*PAGE EXCERPT:*
···

When at work with others, we use interpersonal skills to pick up on important social cues. In the workplace, our cognitive resources are fully exercised. We speak, problem solve, think abstractly, learn and remember information through the benefit of being with others. We also engage a full range of our brains to coordinate all of those functions into appropriate responses, actions, and words. Working with others shapes our attitudes and behaviors (Allen, et al., 2015) and provides an opportunity to share tacit organizational knowledge (W. Baker & Dutton, 2007).

Neuropsychological science confirms that humans are hardwired to be social. We were designed to have reciprocal feedback loops of neurons perceiving the environment, processing that material in the designated brain regions, and coordinating our response. Basic brain development hinges on interaction with others. If infants are not engaged by a primary caretaker, for example, the biological processes of neural development necessary for brain development, such as neural proliferation, migration, and pruning are stunted (Swain, Lorberbaum, Kose, & Strathern, 2007). Specific regions of the brain circuitry mediate emotional empathy, collaborative behavior, and social attachment (Pelphry, Morris, Michelich, Allison & McCarthey, 2005; Saxe, 2006b).

···

*DATASET CONTENT:*
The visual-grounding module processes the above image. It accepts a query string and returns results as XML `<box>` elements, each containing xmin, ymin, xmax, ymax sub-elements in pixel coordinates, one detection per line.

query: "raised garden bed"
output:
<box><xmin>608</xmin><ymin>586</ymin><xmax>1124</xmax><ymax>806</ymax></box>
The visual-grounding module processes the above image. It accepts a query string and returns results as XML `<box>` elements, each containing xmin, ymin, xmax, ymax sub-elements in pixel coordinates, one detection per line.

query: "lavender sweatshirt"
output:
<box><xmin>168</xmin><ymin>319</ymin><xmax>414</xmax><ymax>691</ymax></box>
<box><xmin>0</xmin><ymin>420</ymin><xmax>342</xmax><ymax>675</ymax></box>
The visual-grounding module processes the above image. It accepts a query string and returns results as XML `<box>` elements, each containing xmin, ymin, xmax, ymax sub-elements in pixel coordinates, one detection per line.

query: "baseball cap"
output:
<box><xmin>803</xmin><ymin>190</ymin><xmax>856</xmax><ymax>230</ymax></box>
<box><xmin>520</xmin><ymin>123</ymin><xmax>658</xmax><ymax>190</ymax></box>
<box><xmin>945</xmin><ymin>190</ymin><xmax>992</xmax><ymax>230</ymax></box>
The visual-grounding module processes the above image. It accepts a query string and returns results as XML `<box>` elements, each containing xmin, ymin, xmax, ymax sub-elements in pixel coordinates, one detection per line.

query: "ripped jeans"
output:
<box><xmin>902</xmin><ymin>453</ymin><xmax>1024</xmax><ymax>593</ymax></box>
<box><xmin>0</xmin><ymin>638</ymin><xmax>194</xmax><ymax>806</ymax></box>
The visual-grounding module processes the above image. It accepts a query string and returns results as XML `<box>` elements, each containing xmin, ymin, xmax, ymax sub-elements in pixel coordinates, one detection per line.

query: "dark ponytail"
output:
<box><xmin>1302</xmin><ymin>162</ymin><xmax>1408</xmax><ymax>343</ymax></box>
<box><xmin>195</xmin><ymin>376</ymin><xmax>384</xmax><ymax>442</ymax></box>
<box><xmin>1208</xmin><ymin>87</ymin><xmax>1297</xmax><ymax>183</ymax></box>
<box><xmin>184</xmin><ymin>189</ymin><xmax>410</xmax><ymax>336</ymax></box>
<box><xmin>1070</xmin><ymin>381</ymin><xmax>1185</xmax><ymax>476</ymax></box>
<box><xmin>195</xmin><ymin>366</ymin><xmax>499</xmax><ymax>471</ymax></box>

···

*TASK REQUIREMENTS:*
(1) In the passage on social interaction and the brain, rewrite the paragraph beginning "Neuropsychological science confirms" as a bulleted list that keeps its main facts.
(2) According to the passage on social interaction and the brain, what kind of knowledge does working with others provide an opportunity to share?
(3) Write out everything in the passage on social interaction and the brain from "Neuropsychological science confirms" down to "2005; Saxe, 2006b).".

*RESULTS BY TASK:*
(1)
- Neuropsychological science confirms that humans are hardwired to be social.
- Humans were designed to have reciprocal feedback loops of neurons that perceive the environment, process that material in the designated brain regions, and coordinate a response.
- Basic brain development hinges on interaction with others.
- If infants are not engaged by a primary caretaker, neural proliferation, migration, and pruning are stunted (Swain, Lorberbaum, Kose, & Strathern, 2007).
- Specific regions of brain circuitry mediate emotional empathy, collaborative behavior, and social attachment (Pelphry, Morris, Michelich, Allison & McCarthey, 2005; Saxe, 2006b).

(2) Tacit organizational knowledge.

(3)
Neuropsychological science confirms that humans are hardwired to be social. We were designed to have reciprocal feedback loops of neurons perceiving the environment, processing that material in the designated brain regions, and coordinating our response. Basic brain development hinges on interaction with others. If infants are not engaged by a primary caretaker, for example, the biological processes of neural development necessary for brain development, such as neural proliferation, migration, and pruning are stunted (Swain, Lorberbaum, Kose, & Strathern, 2007). Specific regions of the brain circuitry mediate emotional empathy, collaborative behavior, and social attachment (Pelphry, Morris, Michelich, Allison & McCarthey, 2005; Saxe, 2006b).